# [Task to complete]
Copy out each of the following entries word for word, keeping every line unchanged.

(Rows of box annotation data)
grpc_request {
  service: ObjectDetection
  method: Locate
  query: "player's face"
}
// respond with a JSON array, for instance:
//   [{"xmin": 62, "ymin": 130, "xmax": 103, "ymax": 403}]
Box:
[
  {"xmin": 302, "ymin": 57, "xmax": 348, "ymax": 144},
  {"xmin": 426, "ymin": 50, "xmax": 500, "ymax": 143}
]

# [Answer to the task]
grpc_request {
  service: ObjectDetection
  method: Locate
  query: "player's face"
}
// respond with a JSON array, for instance:
//   [{"xmin": 62, "ymin": 130, "xmax": 103, "ymax": 403}]
Box:
[
  {"xmin": 302, "ymin": 57, "xmax": 348, "ymax": 144},
  {"xmin": 426, "ymin": 50, "xmax": 500, "ymax": 143}
]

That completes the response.